> [RECORD EXCERPTS]:
------------------------------

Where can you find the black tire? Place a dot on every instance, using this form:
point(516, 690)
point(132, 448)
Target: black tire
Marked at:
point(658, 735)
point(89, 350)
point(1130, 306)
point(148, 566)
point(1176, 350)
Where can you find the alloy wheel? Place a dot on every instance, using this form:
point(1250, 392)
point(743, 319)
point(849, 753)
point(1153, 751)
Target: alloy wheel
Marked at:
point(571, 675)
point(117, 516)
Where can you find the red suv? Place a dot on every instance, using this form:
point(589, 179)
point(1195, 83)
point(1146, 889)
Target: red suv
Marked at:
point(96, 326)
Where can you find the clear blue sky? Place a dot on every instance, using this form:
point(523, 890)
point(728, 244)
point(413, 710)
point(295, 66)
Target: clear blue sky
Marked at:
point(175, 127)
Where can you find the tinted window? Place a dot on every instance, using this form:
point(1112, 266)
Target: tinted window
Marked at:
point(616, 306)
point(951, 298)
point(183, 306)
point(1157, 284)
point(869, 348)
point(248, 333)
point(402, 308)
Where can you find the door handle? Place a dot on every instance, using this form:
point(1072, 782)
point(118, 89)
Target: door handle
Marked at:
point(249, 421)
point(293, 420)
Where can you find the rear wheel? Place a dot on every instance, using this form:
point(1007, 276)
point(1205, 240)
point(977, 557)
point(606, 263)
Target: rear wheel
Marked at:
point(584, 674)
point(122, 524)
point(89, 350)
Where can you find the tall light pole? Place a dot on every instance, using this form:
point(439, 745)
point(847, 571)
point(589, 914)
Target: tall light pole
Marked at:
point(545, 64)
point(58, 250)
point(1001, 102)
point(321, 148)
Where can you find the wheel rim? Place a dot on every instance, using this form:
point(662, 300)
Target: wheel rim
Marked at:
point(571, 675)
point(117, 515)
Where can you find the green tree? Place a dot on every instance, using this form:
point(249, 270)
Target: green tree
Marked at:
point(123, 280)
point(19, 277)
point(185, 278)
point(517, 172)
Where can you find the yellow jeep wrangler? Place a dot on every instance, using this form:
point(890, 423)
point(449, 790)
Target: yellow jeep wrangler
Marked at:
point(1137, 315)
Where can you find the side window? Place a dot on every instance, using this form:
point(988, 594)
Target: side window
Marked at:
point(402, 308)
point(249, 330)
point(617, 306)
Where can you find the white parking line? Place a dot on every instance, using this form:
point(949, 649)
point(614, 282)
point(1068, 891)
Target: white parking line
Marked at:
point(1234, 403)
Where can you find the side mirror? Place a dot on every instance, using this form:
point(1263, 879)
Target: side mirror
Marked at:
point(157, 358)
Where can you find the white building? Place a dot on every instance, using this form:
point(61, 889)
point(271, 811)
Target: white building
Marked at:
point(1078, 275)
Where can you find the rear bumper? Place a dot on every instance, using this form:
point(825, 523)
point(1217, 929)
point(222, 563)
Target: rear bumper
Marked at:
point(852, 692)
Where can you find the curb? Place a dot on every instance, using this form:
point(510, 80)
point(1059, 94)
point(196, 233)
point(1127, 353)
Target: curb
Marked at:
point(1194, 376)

------------------------------

> [YOUR OBJECTIVE]:
Rewrite the records from the line containing "Where can you find the rear wheel?" down to the line containing "point(157, 358)", requests included. Shift every marked point by adding 130 to both of its coordinates, and leave the sample points under each request unchanged.

> [RESULT OF THIS EXERCISE]:
Where can you find the rear wheel? Place a dot on every instance, using this form:
point(1007, 276)
point(1205, 240)
point(977, 557)
point(606, 263)
Target: rear wheel
Marked at:
point(714, 804)
point(252, 654)
point(219, 480)
Where can you find the tall light pole? Place a dot on every instance, using this form:
point(439, 745)
point(847, 571)
point(589, 914)
Target: tall light pole
Marked at:
point(675, 194)
point(188, 380)
point(1131, 232)
point(451, 278)
Where can you find the wheel rim? Place a dot on every instance, using this form:
point(662, 300)
Target: wheel rim
Marked at:
point(701, 805)
point(247, 645)
Where can you find the green tree? Place a dot on every instance, using this form:
point(249, 270)
Target: green tree
Marked at:
point(253, 410)
point(149, 407)
point(315, 408)
point(647, 302)
Where can you find the yellow jeep wrangler? Place a dot on every instance, using this form:
point(890, 423)
point(449, 790)
Target: yellow jeep wrangler
Marked at:
point(1267, 445)
Where can you find the side window? Place a dot on every instance, using this form:
point(988, 594)
Target: side window
Marked at:
point(532, 438)
point(379, 460)
point(747, 436)
Where can you find the white parking line? Place a dot on every instance, using this form:
point(949, 649)
point(614, 282)
point(1068, 891)
Target: white parking line
Marked at:
point(1364, 533)
Where can you find the side mirror? Place a dot on every instance, using this form:
point(1263, 879)
Target: side mirror
Marked at:
point(287, 488)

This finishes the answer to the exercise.